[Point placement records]
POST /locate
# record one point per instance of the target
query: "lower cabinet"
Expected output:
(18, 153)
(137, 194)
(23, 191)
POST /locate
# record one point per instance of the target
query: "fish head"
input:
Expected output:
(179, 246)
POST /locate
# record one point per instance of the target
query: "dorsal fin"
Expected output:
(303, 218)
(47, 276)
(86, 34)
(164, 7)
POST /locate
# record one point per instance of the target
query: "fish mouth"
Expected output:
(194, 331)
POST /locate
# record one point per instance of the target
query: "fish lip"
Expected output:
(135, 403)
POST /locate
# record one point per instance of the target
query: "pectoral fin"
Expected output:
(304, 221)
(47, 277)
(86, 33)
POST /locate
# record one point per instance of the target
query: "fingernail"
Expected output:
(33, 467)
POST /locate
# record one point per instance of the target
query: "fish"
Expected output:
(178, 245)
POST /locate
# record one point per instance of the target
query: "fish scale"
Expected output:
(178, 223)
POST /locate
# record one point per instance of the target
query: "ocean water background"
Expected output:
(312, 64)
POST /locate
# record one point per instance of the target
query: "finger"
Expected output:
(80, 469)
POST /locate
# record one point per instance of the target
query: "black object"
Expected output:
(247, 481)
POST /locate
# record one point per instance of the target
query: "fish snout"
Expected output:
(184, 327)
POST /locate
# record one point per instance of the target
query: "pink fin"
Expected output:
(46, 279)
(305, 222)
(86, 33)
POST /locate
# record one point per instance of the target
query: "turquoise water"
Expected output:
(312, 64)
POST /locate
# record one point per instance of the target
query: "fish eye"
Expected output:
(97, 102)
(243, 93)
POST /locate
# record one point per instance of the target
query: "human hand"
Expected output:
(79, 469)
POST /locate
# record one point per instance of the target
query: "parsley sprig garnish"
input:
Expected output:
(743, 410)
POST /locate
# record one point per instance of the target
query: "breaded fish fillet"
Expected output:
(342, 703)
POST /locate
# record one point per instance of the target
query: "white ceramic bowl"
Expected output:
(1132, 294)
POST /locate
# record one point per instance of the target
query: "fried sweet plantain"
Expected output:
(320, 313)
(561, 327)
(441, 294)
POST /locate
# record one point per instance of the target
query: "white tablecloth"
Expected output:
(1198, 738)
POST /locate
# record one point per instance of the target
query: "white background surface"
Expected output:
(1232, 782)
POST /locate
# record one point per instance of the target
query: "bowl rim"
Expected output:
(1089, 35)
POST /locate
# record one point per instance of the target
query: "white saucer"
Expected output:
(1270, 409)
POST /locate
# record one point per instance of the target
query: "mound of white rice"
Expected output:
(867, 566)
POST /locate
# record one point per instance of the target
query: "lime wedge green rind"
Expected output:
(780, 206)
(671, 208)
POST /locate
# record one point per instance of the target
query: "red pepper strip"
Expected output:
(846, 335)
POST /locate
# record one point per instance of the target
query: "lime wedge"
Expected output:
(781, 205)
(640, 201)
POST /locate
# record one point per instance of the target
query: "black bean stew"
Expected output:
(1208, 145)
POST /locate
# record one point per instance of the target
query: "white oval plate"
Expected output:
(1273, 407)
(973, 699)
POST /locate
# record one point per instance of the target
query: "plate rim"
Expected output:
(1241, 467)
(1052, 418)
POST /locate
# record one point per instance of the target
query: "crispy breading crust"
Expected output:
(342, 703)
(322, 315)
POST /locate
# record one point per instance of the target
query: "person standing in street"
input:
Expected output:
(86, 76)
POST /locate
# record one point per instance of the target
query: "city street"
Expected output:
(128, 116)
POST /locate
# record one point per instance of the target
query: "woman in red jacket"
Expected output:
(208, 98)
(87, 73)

*OBJECTIVE*
Reproduce each entry exactly, leaving out nothing.

*RESPONSE TO THE EXERCISE*
POST /locate
# record one point per instance of the target
query: "lower cabinet"
Expected output:
(18, 153)
(137, 194)
(23, 191)
POST /locate
# record one point per instance of the target
query: "fish head"
input:
Expected output:
(179, 246)
POST /locate
# record one point per instance of the target
query: "dorsal fin"
Expected output:
(303, 218)
(47, 276)
(86, 34)
(164, 7)
POST /locate
# record one point per instance of the target
query: "fish mouth"
Expected output:
(194, 331)
POST /locate
# record one point per instance of the target
query: "fish lip"
Expected output:
(135, 403)
POST /locate
# record one point per instance of the target
query: "pectoral fin"
Expected output:
(304, 221)
(47, 277)
(86, 33)
POST /locate
# record one point per instance of the target
query: "fingernail"
Expected output:
(33, 467)
POST /locate
# record one point per instance of the target
query: "fish"
Expected output:
(178, 245)
POST /locate
# record one point per instance of the target
query: "fish scale"
Expected output:
(178, 223)
POST /locate
# record one point per instance of the target
query: "ocean water background"
Expected output:
(312, 64)
POST /locate
# record one point per instance of the target
query: "finger"
Expected output:
(80, 469)
POST /locate
# record one point per instance of the target
query: "black object"
Expected output:
(247, 481)
POST /locate
# record one point per instance of the target
query: "fish snout"
Expected output:
(184, 327)
POST /locate
# record one point per instance of the target
query: "pink fin"
Expected output:
(46, 279)
(305, 222)
(86, 33)
POST /locate
# record one point per instance of the target
query: "turquoise water"
Expected output:
(312, 64)
POST /locate
# record one point per instance of the target
query: "fish eye"
Expected output:
(97, 102)
(243, 93)
POST /locate
# record one point per instance of the target
query: "human hand"
Expected output:
(79, 469)
POST /locate
# record one point per instance of the target
query: "parsley sprig garnish"
input:
Expected output:
(743, 410)
POST /locate
# record one point per instance of the target
query: "breaded fish fillet"
Expected output:
(342, 703)
POST /locate
# record one point per instance of the target
query: "white ceramic bowl"
Expected output:
(1132, 294)
POST /locate
# record one point per instance of the target
query: "fried sweet plantain"
Expected output:
(320, 313)
(561, 327)
(441, 294)
POST /locate
# record one point per instance of the target
query: "white tablecloth"
Expected output:
(1198, 738)
POST /locate
# record one point per instance of the target
query: "white background surface"
Expected output:
(1232, 782)
POST /locate
# record one point per instance of the target
query: "bowl rim"
Expected output:
(1089, 35)
POST /locate
# record one point per instance of the target
query: "white saucer"
Expected output:
(1270, 409)
POST /locate
# record one point per instance of the target
query: "mound of white rice"
Expected output:
(867, 566)
POST /locate
# record one point per instance of the target
query: "lime wedge green rind"
Expected output:
(780, 206)
(671, 208)
POST /locate
# record one point per instance of the target
query: "red pepper strip"
Expected output:
(846, 335)
POST /locate
# record one point per instance of the target
query: "lime wedge"
Expected output:
(781, 205)
(640, 201)
POST /locate
# record one point per instance of the target
query: "black bean stew"
Expected output:
(1208, 145)
POST /locate
# record one point per instance of the target
query: "white oval plate"
Expected output:
(1273, 407)
(973, 699)
POST /locate
# record one point per instance of the target
query: "plate rim"
Expected output:
(1241, 467)
(1052, 418)
POST /locate
# record one point per instance of the target
query: "crispy breading crust"
Expected output:
(342, 703)
(322, 315)
POST /locate
# record one point per instance of the target
query: "person standing in street"
input:
Expected output:
(86, 76)
POST /locate
# record one point per instance of the target
query: "city street"
Expected output:
(128, 116)
POST /locate
# record one point per instance of the target
query: "woman in red jacket"
Expected output:
(208, 98)
(87, 73)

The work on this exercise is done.